→ **EXERCISE**:
With the pictures set aside, write out all of the data exactly as it stands.

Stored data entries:

▼

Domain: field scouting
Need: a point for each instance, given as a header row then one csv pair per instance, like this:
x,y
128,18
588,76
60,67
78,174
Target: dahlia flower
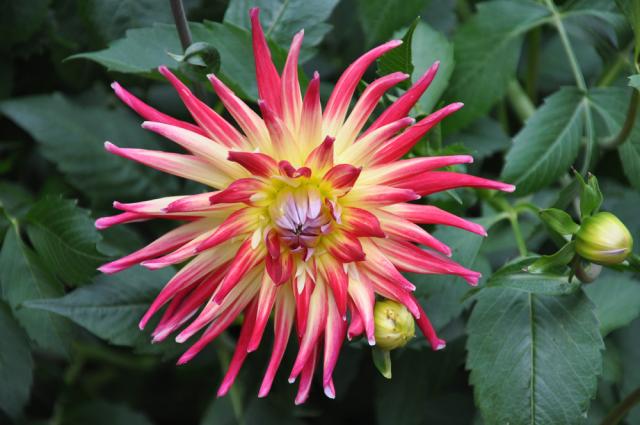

▲

→ **RESPONSE AREA**:
Domain: field scouting
Need: a point for each instance, given as a header row then one csv pair per instance, like this:
x,y
128,18
588,76
60,67
78,174
Target: dahlia flower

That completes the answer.